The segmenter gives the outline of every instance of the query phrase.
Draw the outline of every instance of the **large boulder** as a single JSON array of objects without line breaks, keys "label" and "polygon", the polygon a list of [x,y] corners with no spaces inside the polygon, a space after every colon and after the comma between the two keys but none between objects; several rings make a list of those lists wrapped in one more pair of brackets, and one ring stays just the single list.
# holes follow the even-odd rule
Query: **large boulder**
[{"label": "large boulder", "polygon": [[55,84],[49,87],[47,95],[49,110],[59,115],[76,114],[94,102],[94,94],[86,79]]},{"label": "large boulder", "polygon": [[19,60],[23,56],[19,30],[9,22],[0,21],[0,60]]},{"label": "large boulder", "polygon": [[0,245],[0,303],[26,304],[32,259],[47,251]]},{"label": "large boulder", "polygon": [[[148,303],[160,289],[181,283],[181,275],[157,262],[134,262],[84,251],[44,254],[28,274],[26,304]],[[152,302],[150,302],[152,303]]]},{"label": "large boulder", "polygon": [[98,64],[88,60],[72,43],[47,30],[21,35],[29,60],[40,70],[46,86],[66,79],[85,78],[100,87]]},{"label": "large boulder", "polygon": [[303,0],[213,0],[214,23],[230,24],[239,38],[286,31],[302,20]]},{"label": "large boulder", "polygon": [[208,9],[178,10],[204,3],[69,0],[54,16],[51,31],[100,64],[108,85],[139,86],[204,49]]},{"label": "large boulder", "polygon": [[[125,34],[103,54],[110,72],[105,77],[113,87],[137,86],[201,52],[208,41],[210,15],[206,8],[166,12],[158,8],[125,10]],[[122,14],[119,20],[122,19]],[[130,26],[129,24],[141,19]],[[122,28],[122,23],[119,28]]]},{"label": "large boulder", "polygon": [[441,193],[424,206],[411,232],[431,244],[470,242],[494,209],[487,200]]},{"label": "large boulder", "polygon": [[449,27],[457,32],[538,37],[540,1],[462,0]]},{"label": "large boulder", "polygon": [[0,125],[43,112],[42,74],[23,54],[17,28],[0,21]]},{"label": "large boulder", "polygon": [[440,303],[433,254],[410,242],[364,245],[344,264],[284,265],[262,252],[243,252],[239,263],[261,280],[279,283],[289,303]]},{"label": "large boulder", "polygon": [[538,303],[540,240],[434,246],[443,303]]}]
-.-.-
Your instructions: From the listing above, repeat exactly the lines starting at the line that includes "Draw the outline" and ending at the line that includes "# holes follow the even-odd rule", with nothing outside that span.

Exercise output:
Draw the outline of every instance of the **large boulder** as a single JSON array of objects without line breaks, keys "label" and "polygon", the polygon a list of [x,y] corners with no spaces inside the polygon, a space after every colon and after the comma between the two keys but none between objects; several rings make a list of those lists wrapped in one more pair of brackets, and one ring stays just the single list.
# holes follow the even-odd rule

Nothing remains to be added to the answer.